--- begin Provided information ---
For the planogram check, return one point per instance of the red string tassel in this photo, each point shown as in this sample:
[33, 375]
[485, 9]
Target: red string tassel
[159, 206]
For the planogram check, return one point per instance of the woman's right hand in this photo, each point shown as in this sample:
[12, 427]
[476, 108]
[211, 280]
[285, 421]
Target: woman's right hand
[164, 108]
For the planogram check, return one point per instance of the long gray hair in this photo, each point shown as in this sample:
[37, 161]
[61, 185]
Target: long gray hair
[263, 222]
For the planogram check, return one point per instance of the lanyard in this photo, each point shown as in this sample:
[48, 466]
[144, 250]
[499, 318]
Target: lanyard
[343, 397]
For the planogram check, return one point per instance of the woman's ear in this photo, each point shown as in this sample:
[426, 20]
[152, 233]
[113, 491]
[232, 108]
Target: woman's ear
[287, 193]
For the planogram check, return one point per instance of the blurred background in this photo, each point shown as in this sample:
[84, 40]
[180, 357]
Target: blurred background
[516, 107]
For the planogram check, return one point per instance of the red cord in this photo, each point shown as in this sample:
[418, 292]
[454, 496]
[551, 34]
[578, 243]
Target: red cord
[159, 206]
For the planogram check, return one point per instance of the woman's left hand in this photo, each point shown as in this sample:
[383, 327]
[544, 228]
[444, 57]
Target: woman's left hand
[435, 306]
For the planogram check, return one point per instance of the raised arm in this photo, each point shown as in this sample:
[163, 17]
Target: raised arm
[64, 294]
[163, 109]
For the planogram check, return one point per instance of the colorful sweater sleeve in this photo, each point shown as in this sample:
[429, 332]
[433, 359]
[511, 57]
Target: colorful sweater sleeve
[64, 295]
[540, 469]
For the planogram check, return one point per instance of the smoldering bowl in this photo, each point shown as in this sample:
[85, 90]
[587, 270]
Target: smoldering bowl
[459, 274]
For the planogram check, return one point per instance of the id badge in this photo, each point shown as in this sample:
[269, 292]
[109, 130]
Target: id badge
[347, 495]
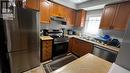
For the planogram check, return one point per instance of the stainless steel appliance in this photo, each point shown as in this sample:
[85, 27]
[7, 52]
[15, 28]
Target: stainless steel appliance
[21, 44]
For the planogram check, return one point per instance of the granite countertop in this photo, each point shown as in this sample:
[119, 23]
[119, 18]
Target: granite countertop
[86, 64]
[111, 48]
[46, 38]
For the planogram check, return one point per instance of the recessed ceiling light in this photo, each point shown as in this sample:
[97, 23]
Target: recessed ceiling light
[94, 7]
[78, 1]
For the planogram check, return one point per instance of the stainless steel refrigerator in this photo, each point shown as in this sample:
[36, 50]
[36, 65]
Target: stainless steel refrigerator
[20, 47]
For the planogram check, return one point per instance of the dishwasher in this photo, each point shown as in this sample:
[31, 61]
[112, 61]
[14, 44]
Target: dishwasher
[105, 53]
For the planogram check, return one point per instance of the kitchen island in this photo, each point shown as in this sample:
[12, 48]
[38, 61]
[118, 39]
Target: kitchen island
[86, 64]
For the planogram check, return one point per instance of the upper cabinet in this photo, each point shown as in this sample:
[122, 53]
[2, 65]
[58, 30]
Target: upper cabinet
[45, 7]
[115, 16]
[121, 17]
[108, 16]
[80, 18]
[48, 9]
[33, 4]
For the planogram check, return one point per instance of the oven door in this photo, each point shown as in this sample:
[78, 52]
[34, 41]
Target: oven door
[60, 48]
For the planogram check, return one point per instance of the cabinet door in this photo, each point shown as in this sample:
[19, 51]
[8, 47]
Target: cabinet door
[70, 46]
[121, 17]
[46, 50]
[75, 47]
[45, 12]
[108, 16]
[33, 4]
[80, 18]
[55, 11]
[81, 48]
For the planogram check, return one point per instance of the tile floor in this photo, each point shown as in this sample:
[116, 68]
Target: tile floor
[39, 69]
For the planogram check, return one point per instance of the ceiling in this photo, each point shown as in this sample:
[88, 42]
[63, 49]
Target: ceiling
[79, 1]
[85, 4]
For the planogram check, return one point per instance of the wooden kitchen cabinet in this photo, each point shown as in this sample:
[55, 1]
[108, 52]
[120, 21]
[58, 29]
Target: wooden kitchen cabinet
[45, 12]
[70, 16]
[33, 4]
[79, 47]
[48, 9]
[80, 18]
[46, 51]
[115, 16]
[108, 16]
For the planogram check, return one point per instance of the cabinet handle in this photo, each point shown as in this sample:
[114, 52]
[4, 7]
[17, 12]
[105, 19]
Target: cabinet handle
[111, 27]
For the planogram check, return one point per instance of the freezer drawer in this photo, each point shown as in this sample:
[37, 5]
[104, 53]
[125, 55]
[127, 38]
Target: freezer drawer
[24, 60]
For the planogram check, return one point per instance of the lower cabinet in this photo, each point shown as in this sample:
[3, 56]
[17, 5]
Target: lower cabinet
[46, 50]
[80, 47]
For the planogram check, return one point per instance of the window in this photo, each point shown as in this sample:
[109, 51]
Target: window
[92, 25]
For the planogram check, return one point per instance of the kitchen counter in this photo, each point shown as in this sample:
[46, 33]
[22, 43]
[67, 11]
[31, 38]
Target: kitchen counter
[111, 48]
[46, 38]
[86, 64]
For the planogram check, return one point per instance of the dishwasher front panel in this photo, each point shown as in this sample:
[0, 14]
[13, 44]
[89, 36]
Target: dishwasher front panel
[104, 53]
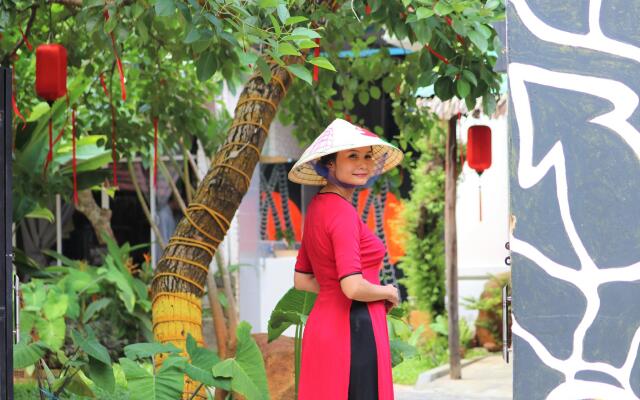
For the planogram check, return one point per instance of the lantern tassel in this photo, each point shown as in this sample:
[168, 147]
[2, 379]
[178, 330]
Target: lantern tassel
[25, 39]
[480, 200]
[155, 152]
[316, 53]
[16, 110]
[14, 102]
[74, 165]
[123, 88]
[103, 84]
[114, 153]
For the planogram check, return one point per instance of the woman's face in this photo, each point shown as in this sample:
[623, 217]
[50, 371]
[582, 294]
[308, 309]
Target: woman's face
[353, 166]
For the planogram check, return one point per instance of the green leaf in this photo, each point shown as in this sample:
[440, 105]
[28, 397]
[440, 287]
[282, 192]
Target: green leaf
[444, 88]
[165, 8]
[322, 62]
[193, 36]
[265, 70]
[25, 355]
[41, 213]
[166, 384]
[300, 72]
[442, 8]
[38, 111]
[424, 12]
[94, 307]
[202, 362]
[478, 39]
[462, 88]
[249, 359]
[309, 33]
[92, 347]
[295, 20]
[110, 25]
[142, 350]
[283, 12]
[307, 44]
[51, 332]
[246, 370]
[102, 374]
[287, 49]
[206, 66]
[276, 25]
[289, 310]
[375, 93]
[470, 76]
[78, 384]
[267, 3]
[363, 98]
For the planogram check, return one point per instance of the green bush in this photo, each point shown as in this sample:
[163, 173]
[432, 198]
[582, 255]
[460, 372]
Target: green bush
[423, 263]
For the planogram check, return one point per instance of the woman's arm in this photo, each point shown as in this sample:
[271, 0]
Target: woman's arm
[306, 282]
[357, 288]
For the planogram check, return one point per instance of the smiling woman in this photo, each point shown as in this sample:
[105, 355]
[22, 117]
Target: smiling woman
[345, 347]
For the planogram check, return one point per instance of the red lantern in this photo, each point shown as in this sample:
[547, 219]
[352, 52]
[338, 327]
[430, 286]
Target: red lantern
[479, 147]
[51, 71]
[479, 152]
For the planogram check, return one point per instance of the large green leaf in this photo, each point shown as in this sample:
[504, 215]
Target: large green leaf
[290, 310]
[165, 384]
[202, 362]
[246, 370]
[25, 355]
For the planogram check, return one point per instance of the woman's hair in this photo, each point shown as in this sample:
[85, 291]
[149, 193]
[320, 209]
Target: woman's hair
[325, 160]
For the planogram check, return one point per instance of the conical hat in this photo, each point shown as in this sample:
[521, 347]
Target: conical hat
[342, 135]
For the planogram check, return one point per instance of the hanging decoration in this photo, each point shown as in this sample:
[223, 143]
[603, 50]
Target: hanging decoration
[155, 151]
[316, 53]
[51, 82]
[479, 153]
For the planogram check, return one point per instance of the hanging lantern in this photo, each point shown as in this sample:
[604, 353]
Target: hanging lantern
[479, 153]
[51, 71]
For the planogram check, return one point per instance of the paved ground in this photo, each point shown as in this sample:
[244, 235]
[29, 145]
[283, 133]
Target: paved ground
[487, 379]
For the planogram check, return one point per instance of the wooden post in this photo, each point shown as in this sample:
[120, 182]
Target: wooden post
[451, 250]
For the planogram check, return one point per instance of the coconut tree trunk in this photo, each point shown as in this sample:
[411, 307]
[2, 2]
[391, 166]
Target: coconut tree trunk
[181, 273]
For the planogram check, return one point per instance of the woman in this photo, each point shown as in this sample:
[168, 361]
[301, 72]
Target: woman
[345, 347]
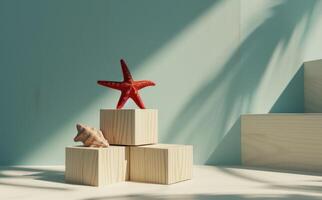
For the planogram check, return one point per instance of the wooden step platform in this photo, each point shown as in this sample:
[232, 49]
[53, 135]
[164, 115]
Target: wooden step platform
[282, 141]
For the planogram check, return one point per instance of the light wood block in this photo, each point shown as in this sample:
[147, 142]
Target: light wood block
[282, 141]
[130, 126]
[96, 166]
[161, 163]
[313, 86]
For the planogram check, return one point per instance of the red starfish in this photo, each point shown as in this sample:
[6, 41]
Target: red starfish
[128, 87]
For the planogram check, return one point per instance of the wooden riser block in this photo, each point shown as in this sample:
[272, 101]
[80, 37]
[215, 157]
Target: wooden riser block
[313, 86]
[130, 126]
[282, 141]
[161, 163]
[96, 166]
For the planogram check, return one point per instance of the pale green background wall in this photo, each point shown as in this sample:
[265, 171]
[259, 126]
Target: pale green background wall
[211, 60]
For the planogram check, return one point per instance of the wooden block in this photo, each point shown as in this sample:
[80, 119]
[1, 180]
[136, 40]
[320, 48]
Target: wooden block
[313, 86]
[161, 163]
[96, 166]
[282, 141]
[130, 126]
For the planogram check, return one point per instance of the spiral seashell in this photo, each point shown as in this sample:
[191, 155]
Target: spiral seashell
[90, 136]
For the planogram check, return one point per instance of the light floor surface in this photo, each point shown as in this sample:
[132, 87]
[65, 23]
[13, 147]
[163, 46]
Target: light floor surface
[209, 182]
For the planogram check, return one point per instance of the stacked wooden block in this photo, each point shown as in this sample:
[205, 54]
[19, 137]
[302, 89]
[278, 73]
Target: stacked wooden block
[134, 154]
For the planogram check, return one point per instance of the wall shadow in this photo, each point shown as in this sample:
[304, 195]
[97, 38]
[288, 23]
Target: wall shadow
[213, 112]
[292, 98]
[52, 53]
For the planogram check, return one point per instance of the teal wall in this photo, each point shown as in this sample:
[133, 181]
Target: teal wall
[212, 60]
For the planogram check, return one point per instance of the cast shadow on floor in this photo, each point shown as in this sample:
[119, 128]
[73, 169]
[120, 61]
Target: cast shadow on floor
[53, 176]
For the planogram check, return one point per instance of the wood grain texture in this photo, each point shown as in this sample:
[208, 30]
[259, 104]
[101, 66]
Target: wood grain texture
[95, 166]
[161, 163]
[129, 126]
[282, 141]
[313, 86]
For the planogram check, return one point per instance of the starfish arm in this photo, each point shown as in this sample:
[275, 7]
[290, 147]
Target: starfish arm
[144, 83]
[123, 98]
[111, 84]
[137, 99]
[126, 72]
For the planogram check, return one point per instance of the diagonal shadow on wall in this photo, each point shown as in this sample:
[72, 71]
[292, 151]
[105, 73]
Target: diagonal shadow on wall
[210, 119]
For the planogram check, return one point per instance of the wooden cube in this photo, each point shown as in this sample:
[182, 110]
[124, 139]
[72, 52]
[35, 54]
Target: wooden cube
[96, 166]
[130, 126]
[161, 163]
--- end Provided information ---
--- begin Provided information ---
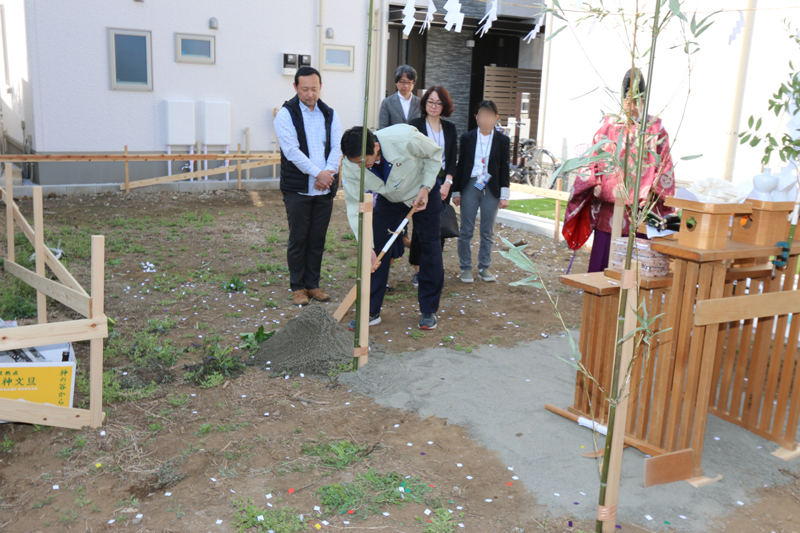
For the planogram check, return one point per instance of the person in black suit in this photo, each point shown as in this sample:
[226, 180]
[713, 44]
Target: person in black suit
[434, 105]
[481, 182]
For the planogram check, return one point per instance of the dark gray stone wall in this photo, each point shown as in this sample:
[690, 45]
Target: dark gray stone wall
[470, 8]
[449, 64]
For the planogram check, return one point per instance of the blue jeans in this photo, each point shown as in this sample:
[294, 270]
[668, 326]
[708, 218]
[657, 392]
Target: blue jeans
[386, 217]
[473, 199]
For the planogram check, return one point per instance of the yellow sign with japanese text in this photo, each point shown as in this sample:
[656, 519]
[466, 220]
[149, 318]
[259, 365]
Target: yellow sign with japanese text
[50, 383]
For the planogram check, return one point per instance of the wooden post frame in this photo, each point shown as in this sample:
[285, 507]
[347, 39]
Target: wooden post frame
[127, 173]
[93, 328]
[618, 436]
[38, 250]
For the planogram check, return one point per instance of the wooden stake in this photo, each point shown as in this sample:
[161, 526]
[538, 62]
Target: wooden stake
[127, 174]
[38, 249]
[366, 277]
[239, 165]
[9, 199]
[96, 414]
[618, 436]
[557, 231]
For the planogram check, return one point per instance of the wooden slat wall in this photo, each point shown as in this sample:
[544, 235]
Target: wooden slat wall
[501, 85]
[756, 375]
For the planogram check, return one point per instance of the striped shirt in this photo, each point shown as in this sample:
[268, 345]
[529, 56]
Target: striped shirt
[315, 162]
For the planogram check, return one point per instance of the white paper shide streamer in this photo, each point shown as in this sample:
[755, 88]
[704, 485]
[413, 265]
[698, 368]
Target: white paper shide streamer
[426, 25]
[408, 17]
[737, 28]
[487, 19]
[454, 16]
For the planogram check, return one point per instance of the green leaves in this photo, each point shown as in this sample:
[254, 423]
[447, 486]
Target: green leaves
--- end Provided information ---
--- begin Provided information ---
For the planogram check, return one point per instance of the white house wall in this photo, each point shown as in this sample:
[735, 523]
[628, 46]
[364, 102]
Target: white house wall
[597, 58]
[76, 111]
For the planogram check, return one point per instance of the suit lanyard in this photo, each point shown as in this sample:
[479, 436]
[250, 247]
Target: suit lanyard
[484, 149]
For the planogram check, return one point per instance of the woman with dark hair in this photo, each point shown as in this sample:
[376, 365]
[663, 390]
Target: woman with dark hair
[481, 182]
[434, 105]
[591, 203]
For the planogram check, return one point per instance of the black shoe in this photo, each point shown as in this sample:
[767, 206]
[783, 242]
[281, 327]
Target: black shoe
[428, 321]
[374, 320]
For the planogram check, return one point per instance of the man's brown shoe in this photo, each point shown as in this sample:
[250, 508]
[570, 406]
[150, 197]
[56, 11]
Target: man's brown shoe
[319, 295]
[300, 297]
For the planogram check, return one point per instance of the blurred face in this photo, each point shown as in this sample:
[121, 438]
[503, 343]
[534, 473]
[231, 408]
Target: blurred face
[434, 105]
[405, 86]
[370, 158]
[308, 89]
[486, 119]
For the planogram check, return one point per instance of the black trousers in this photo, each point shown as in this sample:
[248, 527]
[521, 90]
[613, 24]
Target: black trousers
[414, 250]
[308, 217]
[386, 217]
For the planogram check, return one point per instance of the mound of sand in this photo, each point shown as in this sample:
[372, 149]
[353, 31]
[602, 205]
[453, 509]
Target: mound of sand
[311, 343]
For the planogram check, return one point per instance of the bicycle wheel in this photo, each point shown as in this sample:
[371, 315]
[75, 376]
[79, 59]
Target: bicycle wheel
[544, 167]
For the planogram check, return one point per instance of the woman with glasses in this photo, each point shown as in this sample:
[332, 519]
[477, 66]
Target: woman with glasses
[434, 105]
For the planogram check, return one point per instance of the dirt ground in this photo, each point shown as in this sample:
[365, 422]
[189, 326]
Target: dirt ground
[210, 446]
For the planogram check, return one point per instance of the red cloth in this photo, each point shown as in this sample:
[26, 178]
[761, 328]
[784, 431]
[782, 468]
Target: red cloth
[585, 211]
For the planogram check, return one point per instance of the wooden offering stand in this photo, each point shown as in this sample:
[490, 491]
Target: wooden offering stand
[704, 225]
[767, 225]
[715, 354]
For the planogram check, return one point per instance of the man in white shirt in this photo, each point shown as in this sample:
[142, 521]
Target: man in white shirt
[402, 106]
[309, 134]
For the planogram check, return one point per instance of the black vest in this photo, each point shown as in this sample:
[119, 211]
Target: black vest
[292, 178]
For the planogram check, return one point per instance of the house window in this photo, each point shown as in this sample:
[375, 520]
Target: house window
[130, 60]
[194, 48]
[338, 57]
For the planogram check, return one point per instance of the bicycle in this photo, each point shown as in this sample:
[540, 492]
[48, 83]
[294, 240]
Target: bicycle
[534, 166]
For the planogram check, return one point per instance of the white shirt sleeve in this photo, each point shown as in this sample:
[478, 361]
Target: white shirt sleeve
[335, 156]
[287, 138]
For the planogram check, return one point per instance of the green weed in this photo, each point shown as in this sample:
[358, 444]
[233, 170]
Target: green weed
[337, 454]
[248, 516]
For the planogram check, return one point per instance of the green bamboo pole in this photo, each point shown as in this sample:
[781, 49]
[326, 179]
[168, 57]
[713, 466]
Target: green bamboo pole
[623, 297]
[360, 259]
--- end Provided information ---
• _Directions for this task_:
Find every line in the rows above that contains the word "freezer", and copy each of those lines. Matching is case-sensitive.

• _Task result_:
For the planogram check, return one point per instance of the freezer drawer in this photo, each point shown as in this sample:
Target: freezer drawer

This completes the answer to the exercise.